- Task:
Below you will find a set of lines. Repeat them all exactly.

+++ Provided entries +++

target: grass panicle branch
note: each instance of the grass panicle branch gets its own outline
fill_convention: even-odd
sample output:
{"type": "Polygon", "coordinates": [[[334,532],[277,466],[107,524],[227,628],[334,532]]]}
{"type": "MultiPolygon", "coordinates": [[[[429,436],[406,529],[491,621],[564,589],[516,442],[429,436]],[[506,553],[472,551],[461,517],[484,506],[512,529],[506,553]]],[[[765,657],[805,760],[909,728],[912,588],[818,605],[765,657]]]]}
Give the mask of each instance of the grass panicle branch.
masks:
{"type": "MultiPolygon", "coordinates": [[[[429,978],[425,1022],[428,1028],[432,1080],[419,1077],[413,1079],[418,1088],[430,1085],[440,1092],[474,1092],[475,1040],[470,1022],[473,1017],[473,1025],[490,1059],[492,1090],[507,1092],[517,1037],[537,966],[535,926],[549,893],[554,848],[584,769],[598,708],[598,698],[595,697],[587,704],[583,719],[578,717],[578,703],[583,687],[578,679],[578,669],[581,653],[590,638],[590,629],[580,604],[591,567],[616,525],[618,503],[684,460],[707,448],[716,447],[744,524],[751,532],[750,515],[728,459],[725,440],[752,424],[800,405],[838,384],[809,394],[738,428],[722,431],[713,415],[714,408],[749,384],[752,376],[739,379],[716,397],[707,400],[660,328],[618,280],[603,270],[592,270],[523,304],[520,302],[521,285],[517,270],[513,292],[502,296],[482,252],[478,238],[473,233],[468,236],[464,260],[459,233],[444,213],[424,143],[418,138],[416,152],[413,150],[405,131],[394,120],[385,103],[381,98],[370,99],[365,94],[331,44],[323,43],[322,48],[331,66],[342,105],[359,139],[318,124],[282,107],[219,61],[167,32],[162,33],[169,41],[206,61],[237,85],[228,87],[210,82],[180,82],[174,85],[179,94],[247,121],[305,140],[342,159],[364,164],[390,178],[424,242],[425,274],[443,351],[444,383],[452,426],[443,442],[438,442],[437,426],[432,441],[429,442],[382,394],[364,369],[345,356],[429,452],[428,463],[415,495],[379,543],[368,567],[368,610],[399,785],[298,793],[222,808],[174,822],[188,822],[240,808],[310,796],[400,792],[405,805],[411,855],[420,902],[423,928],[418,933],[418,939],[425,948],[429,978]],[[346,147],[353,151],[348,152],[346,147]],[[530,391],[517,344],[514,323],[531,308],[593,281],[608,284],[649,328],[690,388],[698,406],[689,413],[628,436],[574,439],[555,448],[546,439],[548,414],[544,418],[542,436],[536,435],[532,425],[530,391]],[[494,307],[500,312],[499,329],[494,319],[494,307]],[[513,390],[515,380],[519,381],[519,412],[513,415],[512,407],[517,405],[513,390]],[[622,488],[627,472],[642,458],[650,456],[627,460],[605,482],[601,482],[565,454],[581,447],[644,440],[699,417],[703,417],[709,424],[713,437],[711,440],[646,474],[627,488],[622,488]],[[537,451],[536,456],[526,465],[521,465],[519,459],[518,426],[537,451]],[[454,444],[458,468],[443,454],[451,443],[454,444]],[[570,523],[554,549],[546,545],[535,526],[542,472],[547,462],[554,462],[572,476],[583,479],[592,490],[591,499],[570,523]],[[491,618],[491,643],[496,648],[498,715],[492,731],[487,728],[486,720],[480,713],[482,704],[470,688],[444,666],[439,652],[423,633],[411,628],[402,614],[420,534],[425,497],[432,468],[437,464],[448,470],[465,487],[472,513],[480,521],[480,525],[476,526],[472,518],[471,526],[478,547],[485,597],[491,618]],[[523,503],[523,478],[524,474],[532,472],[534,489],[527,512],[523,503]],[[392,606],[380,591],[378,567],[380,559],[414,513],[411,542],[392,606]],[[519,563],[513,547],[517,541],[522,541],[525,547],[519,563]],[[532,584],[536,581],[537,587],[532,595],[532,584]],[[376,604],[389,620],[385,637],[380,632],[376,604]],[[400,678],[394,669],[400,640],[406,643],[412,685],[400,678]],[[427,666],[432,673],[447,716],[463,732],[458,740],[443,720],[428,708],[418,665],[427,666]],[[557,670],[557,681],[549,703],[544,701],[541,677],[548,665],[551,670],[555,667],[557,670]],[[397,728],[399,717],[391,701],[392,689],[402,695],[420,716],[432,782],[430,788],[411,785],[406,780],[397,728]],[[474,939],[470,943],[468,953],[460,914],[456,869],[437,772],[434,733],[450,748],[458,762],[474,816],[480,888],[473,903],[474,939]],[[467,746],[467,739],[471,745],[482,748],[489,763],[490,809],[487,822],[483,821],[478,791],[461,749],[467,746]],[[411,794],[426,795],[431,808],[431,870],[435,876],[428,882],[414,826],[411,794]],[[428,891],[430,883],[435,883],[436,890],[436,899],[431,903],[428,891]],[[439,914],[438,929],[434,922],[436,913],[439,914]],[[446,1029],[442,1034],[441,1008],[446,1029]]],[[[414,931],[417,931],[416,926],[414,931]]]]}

+++

- Solution to this problem:
target: grass panicle branch
note: each instance of the grass panicle branch gets its own outline
fill_convention: even-odd
sample output:
{"type": "Polygon", "coordinates": [[[334,532],[277,466],[107,524],[227,628],[334,532]]]}
{"type": "MultiPolygon", "coordinates": [[[[429,436],[406,529],[491,621],[564,589],[516,442],[429,436]],[[506,553],[472,551],[461,517],[484,506],[512,529],[506,553]]],[[[765,657],[805,760],[909,728],[912,588],[818,605],[765,657]]]]}
Give the mask of each instance of the grass panicle branch.
masks:
{"type": "MultiPolygon", "coordinates": [[[[429,978],[425,1022],[428,1028],[432,1080],[419,1077],[413,1079],[418,1088],[430,1085],[440,1092],[474,1092],[475,1040],[470,1022],[473,1017],[473,1025],[490,1059],[492,1090],[507,1092],[517,1037],[537,966],[535,926],[549,893],[554,848],[584,769],[598,708],[598,698],[595,697],[587,704],[583,719],[578,717],[578,703],[583,687],[578,679],[578,669],[581,653],[590,638],[590,629],[580,604],[591,567],[616,525],[618,503],[684,460],[707,448],[716,447],[744,524],[751,532],[750,515],[728,459],[725,440],[752,424],[800,405],[838,384],[809,394],[738,428],[722,431],[713,415],[714,408],[749,384],[752,376],[739,379],[716,397],[707,400],[660,328],[618,280],[603,270],[592,270],[523,304],[520,302],[521,285],[517,270],[513,292],[502,296],[482,252],[478,238],[473,233],[468,236],[464,260],[459,233],[444,213],[424,143],[418,138],[416,152],[413,150],[405,131],[394,120],[385,103],[381,98],[370,99],[365,94],[331,44],[323,43],[322,48],[331,66],[342,105],[359,139],[318,124],[282,107],[219,61],[167,32],[162,33],[169,41],[206,61],[237,85],[228,87],[210,82],[180,82],[174,85],[179,94],[247,121],[305,140],[342,159],[364,164],[390,178],[424,242],[425,274],[443,351],[444,383],[452,426],[443,442],[438,442],[437,426],[432,441],[429,442],[382,394],[364,369],[345,356],[429,452],[428,463],[415,495],[379,543],[368,567],[368,610],[399,785],[298,793],[222,808],[174,822],[188,822],[240,808],[310,796],[400,792],[405,805],[411,855],[420,902],[423,928],[418,933],[418,939],[425,948],[429,978]],[[346,147],[353,151],[348,152],[346,147]],[[530,391],[517,344],[514,323],[531,308],[593,281],[608,284],[649,328],[690,388],[698,406],[689,413],[628,436],[574,439],[555,448],[546,439],[548,414],[544,418],[542,436],[536,435],[532,425],[530,391]],[[494,307],[500,312],[499,329],[494,319],[494,307]],[[513,390],[515,380],[519,381],[519,412],[513,415],[512,407],[517,405],[513,390]],[[622,488],[627,472],[642,458],[650,456],[627,460],[605,482],[601,482],[565,454],[581,447],[644,440],[699,417],[703,417],[709,424],[713,437],[711,440],[646,474],[627,488],[622,488]],[[537,451],[536,456],[526,465],[521,465],[519,459],[518,426],[537,451]],[[454,444],[458,468],[443,454],[451,443],[454,444]],[[570,523],[554,549],[546,545],[535,526],[542,472],[547,462],[554,462],[572,476],[583,479],[592,490],[591,499],[570,523]],[[491,618],[491,643],[496,648],[498,715],[492,731],[487,728],[486,720],[480,713],[482,704],[470,688],[444,666],[439,652],[423,633],[411,628],[402,614],[420,534],[425,497],[432,468],[437,464],[448,470],[465,487],[472,513],[480,521],[480,525],[476,526],[472,518],[471,526],[478,547],[485,597],[491,618]],[[523,503],[523,478],[524,474],[532,472],[534,489],[527,512],[523,503]],[[392,606],[380,591],[378,567],[380,559],[414,513],[411,542],[392,606]],[[519,563],[513,547],[517,541],[522,541],[525,547],[519,563]],[[532,584],[536,581],[537,587],[532,595],[532,584]],[[376,604],[389,620],[385,637],[380,632],[376,604]],[[400,678],[394,669],[400,640],[406,643],[412,685],[400,678]],[[427,666],[432,673],[447,716],[463,732],[458,740],[443,720],[428,708],[418,665],[427,666]],[[557,670],[557,681],[549,703],[544,701],[541,677],[548,665],[551,670],[555,667],[557,670]],[[397,728],[399,717],[391,701],[392,689],[402,695],[420,716],[432,782],[430,788],[411,785],[406,780],[397,728]],[[474,939],[470,943],[468,953],[460,914],[456,869],[437,772],[434,733],[450,748],[458,762],[474,816],[480,888],[473,903],[474,939]],[[467,746],[467,739],[471,745],[482,748],[489,763],[490,809],[487,822],[483,821],[478,791],[461,749],[467,746]],[[411,794],[426,795],[431,808],[431,870],[435,876],[428,882],[414,826],[411,794]],[[428,891],[430,883],[435,883],[436,890],[436,899],[431,903],[428,891]],[[439,914],[438,929],[434,922],[436,913],[439,914]],[[446,1029],[442,1034],[441,1008],[446,1029]]],[[[414,931],[417,931],[416,926],[414,931]]]]}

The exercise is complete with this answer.